Copy each line of the records below, from the first through the one that contains "Point to the hyena nose, one", exactly as written.

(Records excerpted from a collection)
++++

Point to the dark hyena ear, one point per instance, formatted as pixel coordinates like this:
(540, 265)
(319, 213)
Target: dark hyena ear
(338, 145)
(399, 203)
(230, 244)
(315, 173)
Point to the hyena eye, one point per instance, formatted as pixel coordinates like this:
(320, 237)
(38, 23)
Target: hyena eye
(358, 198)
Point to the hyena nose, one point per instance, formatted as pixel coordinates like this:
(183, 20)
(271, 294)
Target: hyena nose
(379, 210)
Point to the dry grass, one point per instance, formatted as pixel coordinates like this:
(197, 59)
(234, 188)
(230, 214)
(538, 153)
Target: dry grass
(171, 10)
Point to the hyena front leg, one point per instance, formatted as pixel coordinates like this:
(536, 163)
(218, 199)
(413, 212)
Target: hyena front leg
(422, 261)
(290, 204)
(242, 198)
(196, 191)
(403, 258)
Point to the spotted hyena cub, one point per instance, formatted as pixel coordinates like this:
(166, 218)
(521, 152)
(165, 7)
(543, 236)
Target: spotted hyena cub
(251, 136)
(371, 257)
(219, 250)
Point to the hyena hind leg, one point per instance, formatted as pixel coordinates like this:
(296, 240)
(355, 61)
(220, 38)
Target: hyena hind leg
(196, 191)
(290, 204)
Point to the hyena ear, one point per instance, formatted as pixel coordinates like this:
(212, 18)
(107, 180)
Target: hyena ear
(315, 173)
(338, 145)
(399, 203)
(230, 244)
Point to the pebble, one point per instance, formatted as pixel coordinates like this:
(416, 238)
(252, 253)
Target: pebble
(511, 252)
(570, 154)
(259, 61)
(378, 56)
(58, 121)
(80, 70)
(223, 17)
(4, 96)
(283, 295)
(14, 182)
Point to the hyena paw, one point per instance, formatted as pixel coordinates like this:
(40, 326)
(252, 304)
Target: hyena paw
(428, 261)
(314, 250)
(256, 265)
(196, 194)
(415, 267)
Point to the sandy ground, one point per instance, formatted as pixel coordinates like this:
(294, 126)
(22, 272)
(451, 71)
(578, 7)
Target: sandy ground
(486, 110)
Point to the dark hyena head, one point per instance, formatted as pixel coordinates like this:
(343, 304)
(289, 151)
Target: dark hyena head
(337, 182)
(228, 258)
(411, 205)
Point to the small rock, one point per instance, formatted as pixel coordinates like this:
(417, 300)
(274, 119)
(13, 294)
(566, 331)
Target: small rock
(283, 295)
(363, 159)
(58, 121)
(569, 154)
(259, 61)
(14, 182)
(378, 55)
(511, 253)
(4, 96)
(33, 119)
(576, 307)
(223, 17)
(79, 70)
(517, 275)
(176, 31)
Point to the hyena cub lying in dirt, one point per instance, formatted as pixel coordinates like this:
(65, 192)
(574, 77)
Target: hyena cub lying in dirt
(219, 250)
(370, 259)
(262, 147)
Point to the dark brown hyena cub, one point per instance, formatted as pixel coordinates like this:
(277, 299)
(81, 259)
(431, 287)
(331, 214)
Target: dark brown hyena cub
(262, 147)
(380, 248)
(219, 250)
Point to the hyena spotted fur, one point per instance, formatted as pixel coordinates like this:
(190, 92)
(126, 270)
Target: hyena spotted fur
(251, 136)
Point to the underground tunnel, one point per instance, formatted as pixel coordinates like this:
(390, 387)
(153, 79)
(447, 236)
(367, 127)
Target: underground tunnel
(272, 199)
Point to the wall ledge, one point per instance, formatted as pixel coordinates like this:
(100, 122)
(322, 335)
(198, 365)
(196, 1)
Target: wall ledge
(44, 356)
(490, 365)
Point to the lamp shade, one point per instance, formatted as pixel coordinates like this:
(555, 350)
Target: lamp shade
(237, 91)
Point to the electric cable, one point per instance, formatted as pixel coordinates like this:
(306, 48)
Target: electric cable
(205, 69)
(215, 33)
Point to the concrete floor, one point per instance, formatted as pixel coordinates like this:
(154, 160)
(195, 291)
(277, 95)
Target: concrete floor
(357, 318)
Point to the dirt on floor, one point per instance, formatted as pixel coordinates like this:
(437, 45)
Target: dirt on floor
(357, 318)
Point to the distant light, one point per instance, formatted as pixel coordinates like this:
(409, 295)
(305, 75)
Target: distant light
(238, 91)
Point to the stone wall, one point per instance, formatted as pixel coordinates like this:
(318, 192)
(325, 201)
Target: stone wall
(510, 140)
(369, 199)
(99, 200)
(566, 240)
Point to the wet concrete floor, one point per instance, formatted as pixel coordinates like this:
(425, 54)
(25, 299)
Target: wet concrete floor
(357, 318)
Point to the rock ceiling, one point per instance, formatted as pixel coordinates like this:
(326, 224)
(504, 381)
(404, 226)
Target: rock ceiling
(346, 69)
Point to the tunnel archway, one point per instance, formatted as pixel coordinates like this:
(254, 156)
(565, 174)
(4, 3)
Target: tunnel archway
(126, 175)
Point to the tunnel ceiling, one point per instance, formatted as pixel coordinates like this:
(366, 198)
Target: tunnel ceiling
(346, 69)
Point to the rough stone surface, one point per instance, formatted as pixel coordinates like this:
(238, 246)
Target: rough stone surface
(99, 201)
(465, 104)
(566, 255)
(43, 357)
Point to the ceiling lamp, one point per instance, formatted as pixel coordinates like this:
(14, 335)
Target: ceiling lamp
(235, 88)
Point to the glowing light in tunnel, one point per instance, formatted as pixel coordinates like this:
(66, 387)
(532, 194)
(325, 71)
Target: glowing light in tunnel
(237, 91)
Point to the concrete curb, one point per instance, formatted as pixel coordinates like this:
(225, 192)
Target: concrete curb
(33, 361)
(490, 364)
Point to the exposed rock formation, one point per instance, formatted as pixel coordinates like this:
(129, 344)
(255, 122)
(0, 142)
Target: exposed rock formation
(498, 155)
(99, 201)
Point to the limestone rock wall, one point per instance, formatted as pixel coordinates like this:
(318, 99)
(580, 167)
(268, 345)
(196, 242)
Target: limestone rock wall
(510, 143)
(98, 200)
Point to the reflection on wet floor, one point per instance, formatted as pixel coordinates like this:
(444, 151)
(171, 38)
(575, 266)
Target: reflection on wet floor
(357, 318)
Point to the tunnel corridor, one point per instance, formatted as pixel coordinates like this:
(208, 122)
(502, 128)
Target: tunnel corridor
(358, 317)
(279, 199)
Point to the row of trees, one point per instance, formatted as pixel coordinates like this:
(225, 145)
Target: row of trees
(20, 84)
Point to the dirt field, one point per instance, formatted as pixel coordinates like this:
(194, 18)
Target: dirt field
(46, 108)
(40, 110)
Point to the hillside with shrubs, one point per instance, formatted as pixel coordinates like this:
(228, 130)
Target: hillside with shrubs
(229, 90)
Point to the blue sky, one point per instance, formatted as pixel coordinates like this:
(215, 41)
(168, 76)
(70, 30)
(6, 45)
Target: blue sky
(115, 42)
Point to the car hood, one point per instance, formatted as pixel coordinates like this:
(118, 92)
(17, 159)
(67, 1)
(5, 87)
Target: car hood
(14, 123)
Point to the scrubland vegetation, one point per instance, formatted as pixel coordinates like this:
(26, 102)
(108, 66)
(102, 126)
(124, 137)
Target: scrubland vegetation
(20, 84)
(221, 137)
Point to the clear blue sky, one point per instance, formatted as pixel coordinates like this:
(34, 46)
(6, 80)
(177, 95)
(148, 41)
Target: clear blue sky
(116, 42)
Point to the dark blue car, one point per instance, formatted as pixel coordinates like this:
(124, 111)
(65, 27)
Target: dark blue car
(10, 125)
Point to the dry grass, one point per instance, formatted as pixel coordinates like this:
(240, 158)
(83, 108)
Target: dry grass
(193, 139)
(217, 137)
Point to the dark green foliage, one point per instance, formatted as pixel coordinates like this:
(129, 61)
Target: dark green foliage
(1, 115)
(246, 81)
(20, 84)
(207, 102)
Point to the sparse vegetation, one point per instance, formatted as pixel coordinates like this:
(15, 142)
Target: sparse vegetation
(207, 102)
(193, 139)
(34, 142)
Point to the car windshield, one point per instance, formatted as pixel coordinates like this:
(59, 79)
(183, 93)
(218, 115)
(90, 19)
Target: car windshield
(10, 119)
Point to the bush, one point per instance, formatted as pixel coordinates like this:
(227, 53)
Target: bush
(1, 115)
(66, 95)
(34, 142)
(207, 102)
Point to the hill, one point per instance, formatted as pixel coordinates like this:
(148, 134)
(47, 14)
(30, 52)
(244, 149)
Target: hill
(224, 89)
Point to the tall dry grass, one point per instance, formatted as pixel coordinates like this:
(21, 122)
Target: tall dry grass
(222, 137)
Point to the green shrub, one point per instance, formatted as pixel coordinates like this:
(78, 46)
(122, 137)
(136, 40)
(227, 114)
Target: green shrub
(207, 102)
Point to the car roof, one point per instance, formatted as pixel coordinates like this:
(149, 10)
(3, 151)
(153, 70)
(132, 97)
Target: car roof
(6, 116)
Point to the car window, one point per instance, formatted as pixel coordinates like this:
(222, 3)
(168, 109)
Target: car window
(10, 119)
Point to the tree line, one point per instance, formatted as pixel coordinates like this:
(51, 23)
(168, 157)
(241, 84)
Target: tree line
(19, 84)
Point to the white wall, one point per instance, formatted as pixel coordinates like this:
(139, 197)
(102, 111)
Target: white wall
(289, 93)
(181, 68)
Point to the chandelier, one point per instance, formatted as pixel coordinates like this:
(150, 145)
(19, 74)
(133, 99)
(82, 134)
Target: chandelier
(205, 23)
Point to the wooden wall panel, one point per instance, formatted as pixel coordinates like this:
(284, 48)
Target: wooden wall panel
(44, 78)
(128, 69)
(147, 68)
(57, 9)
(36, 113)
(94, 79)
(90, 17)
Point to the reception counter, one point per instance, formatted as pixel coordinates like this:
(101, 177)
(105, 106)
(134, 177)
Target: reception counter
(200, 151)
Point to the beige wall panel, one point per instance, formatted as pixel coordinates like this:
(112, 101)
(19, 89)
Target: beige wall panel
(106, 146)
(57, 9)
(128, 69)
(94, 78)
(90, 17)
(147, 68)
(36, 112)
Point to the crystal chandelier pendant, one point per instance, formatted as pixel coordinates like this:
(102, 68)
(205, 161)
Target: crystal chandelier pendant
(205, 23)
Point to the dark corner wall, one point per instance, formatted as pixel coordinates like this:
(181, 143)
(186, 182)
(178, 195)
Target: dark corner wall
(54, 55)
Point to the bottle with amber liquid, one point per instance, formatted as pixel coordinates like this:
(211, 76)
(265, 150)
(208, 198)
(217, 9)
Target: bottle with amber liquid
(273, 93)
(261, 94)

++++

Solution for this exercise:
Point to the dark hyena ear, one point per instance, formatted as pixel coordinates like this:
(540, 265)
(319, 213)
Target: dark hyena ear
(338, 145)
(399, 203)
(230, 244)
(315, 173)
Point to the hyena eye, one point per instance, formatted as pixel coordinates like this:
(320, 237)
(38, 23)
Target: hyena eye
(358, 198)
Point to the hyena nose, one point per instance, formatted as pixel coordinates like this:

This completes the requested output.